### Source document
---+---

You will see a number of folders here, for tests, documentation, and configuration. We’re only interested in the source code for the requests Python package, which is in a folder called requests.

Call the wily build command from the cloned source code and provide the name of the source code folder as the first argument:

$ wily build requests

This will take a few minutes to analyze, depending on how much CPU power your computer has:

Collecting Data on Your Project

Once you have analyzed the requests source code, you can query any file or folder to see key metrics. Earlier in the tutorial, we discussed the following:

• Lines of Code
• Maintainability Index
• Cyclomatic Complexity

Those are the 3 default metrics in wily. To see those metrics for a specific file (such as requests/api.py), run the following command:

$ wily report requests/api.py

wily will print a tabular report on the default metrics for each Git commit in reverse date order. You will see the most recent commit at the top and the oldest at the bottom:

This tells us that the requests/api.py file has:

• 158 lines of code
• A perfect maintainability index of 100
• A cyclomatic complexity of 9

To see other metrics, you first need to know the names of them. You can see this by running the following command:

$ wily list-metrics

You will see a list of operators, modules that analyze the code, and the metrics they provide.

---+---

Records from a collection:
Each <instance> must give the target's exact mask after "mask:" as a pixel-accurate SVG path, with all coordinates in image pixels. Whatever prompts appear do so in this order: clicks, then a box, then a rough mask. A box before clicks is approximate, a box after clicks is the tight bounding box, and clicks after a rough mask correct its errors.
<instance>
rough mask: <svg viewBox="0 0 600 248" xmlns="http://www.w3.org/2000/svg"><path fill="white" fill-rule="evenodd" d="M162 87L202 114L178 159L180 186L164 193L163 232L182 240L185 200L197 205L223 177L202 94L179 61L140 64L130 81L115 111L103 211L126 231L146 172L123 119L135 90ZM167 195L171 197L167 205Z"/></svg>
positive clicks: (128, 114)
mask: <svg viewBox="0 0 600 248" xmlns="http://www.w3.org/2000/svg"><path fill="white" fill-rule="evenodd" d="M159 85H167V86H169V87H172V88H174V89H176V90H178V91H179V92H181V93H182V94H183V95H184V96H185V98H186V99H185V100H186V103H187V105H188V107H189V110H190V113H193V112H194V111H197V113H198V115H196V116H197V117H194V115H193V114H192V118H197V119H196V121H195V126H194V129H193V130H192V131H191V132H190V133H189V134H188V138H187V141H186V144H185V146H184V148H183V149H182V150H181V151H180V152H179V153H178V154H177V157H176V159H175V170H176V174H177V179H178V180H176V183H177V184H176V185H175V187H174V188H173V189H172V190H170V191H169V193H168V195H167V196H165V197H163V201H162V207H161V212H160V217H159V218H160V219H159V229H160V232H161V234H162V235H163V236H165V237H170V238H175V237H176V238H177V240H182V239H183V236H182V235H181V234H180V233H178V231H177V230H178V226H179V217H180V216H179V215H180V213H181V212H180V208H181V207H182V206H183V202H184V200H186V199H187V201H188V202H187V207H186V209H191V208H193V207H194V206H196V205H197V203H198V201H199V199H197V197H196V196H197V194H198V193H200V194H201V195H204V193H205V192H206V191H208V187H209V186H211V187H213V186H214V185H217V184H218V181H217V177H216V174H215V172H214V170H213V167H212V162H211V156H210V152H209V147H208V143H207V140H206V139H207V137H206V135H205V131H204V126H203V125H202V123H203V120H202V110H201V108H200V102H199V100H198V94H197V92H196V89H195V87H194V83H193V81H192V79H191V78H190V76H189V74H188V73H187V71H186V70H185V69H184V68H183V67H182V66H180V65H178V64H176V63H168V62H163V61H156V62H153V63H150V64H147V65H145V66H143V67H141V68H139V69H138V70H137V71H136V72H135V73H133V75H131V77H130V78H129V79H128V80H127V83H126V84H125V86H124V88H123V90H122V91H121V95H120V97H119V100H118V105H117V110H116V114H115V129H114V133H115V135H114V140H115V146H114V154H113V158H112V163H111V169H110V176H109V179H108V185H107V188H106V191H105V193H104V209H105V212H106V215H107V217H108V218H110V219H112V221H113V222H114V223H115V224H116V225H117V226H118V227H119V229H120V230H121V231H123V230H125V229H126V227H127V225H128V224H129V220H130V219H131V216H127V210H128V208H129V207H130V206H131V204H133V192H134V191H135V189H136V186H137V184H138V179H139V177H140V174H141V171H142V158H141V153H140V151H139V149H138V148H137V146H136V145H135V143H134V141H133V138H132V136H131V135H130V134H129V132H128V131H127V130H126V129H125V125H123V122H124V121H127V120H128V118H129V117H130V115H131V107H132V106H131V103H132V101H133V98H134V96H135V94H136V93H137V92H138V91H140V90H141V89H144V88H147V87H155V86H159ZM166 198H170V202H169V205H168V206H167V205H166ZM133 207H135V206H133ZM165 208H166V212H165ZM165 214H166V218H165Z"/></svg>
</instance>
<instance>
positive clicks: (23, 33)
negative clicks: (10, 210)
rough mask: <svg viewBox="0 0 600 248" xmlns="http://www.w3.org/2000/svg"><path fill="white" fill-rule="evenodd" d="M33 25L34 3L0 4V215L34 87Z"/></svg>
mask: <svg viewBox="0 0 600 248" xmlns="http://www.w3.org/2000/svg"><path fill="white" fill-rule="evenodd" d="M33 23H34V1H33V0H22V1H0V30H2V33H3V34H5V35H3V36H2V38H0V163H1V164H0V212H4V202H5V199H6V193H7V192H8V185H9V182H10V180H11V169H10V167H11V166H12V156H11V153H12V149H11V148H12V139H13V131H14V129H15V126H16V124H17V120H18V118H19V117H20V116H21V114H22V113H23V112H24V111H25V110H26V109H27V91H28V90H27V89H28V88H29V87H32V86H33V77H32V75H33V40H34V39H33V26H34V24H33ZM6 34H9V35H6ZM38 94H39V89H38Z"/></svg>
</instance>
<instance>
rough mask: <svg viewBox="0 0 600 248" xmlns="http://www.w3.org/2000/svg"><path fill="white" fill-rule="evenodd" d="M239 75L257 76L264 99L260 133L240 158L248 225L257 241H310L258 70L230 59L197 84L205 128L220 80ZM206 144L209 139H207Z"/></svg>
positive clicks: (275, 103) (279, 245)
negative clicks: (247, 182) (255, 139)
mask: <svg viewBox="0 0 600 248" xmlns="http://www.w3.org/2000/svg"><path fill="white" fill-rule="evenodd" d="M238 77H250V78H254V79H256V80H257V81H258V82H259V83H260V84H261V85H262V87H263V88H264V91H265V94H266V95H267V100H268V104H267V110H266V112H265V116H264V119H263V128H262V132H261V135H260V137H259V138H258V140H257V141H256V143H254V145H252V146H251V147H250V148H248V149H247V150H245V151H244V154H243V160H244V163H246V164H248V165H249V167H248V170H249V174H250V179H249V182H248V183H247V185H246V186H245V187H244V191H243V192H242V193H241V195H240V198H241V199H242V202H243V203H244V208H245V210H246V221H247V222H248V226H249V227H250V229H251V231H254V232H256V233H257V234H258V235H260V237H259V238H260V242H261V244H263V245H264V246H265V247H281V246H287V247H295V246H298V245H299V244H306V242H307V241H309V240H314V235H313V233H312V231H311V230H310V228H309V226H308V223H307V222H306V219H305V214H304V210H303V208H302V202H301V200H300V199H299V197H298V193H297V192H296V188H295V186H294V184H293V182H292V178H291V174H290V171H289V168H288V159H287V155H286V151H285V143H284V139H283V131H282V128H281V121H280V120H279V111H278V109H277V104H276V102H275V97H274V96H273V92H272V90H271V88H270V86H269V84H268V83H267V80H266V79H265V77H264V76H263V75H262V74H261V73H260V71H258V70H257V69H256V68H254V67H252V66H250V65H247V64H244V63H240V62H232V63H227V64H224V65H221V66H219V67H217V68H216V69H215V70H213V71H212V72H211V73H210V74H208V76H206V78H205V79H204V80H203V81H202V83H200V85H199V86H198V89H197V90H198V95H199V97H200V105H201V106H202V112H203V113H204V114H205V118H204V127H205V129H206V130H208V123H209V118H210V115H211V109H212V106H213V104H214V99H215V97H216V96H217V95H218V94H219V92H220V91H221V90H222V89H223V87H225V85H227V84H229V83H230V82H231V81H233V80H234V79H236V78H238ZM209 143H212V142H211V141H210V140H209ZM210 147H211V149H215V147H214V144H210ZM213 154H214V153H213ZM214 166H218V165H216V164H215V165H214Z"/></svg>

---+---

### Instructions for the task
In the wily tutorial above, what command shows the names of metrics other than the defaults? Please give the command.

### Exercise result
wily list-metrics